• _À réaliser_
1. D'après le texte sur les body cams, quelle société fournit les caméras de la police de Lausanne ?
2. Indiquez si chaque affirmation concorde avec le texte sur les body cams, par oui ou non, en citant les mots décisifs. (a) Axon équipe la majorité des corps de police américains. (b) Les images sont soumises à un contrôle indépendant. (c) Un cadre contraignant posé aujourd'hui garantit l'usage de la body cam dans dix ans.
3. Prolongez le texte sur les body cams à la suite de sa dernière phrase.

• _Texte fourni_
D’autre part, donner aujourd’hui un cadre contraignant à l’utilisation de la body cam ne garantit absolument rien de son utilisation dans dix ans. De nombreux exemples à l’étranger sont de nature à nous alerter. Il y a une différence entre le cadre légal prévu à la base et l’utilisation qu’en font finalement les Etats. Ne pas combattre la body cam maintenant, c’est accepter qu’elle s’implante au sein des forces (dites) de sécurité.

Il suffit d’aller faire un tour sur les sites de Zepcam (qui fournit ses body cams à la police de Lausanne) ou d’Axon (qui fournissait celles de Zurich et équipe la majorité des corps de police américains) pour voir que ces sociétés proposent un outil 100% destiné à ses utilisateurs, un outil de surveillance des personnes filmées PAR le ou la porteureuse de la caméra. “Afin de protéger efficacement les agents et de poursuivre les criminels”, telle est la devise de la firme. Quelles qu’en soient les modalités d’utilisation, cet outil n’est pas et ne sera jamais contrôlé par la population. Il n’est simplement pas entre nos mains car de A à Z, la police contrôle ces images, de leur captation à leur conservation, sans regard indépendant.

• _Données fournies_
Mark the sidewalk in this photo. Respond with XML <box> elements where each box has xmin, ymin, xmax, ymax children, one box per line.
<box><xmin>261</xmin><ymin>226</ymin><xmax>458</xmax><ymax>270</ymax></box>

• _Résultats finaux_
1. Zepcam.

2.
(a) Oui : « équipe la majorité des corps de police américains ».
(b) Non : « sans regard indépendant ».
(c) Non : « ne garantit absolument rien de son utilisation dans dix ans ».

3.
Un nouvel instrument qui renforce une structure raciste

En l’état actuel, l’efficacité de la body cam est compromise puisque c’est au policier de l’enclencher. Le rapport d’évaluation vaudois recommande en effet l’activation manuelle car “ce mode est le plus adapté pour que la body cam soit acceptée et utilisée proactivement.” Par conséquent, il faudrait que la caméra soit allumée en tout temps pour éviter que la décision individuelle de l’agent de police ne représente un biais. Certes, cela pose un problème évident. Une affaire actuelle l’illustre de manière horrifiante : 16 policiers israéliens ont scarifié le visage d’un homme palestinien après l’avoir torturé alors que chacun d’entre eux portait une caméra embarquée. Ils ont pourtant osé déclarer que toutes leurs caméras étaient “cassées” au moment des faits.
Mais on se heurte alors à une autre question : a-t-on envie d’être filmé.exs de manière continue par la police, sans pouvoir s’y opposer ? En acceptant ce projet, on se soumet à de multiples contradictions et dilemmes.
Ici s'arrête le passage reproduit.